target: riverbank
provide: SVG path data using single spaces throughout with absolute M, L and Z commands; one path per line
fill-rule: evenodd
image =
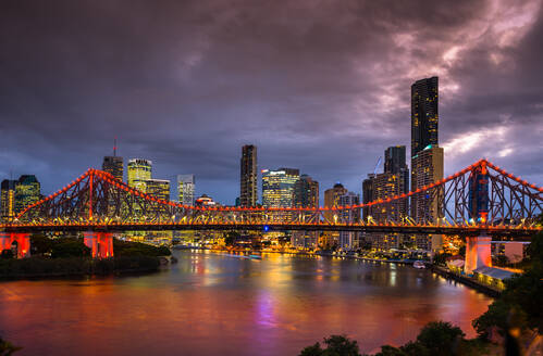
M 462 283 L 464 285 L 467 285 L 471 289 L 474 289 L 476 291 L 481 292 L 488 296 L 498 297 L 502 294 L 502 291 L 496 289 L 496 288 L 492 288 L 490 285 L 482 284 L 473 278 L 469 278 L 466 276 L 460 276 L 458 274 L 454 274 L 444 267 L 433 265 L 431 267 L 431 270 L 434 274 L 436 274 L 437 276 L 441 276 L 443 278 L 451 279 L 451 280 L 454 280 L 456 282 Z
M 119 256 L 103 259 L 36 256 L 22 259 L 0 259 L 0 280 L 108 276 L 155 272 L 159 269 L 160 258 L 157 256 Z
M 193 247 L 193 246 L 174 246 L 174 250 L 203 250 L 211 252 L 224 252 L 224 253 L 244 253 L 244 254 L 261 254 L 261 253 L 277 253 L 277 254 L 289 254 L 289 255 L 300 255 L 300 256 L 323 256 L 323 257 L 337 257 L 337 258 L 349 258 L 349 259 L 360 259 L 367 262 L 379 262 L 379 263 L 387 263 L 387 264 L 400 264 L 400 265 L 412 265 L 416 259 L 384 259 L 384 258 L 371 258 L 365 256 L 356 256 L 356 255 L 341 255 L 333 254 L 329 252 L 306 252 L 306 251 L 261 251 L 261 250 L 229 250 L 229 249 L 209 249 L 209 247 Z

^^^^^^^^^^^^^^^^

# PROBLEM REQUIREMENTS:
Copy out everything from the line that contains "M 462 283 L" down to the end of the entries, both ends included.

# EXERCISE ANSWER:
M 462 283 L 464 285 L 467 285 L 471 289 L 474 289 L 476 291 L 481 292 L 488 296 L 498 297 L 502 294 L 502 291 L 496 289 L 496 288 L 492 288 L 490 285 L 482 284 L 473 278 L 469 278 L 466 276 L 460 276 L 458 274 L 454 274 L 444 267 L 433 265 L 431 267 L 431 270 L 434 274 L 436 274 L 437 276 L 441 276 L 443 278 L 451 279 L 451 280 L 454 280 L 456 282 Z
M 119 256 L 103 259 L 36 256 L 22 259 L 0 259 L 0 280 L 108 276 L 155 272 L 159 269 L 160 258 L 157 256 Z
M 193 247 L 193 246 L 174 246 L 174 250 L 203 250 L 211 252 L 224 252 L 224 253 L 244 253 L 244 254 L 261 254 L 261 253 L 277 253 L 277 254 L 289 254 L 289 255 L 300 255 L 300 256 L 323 256 L 323 257 L 337 257 L 337 258 L 349 258 L 349 259 L 360 259 L 367 262 L 379 262 L 379 263 L 387 263 L 387 264 L 400 264 L 400 265 L 412 265 L 416 259 L 384 259 L 384 258 L 371 258 L 365 256 L 356 256 L 356 255 L 341 255 L 333 254 L 329 252 L 306 252 L 306 251 L 261 251 L 261 250 L 229 250 L 229 249 L 209 249 L 209 247 Z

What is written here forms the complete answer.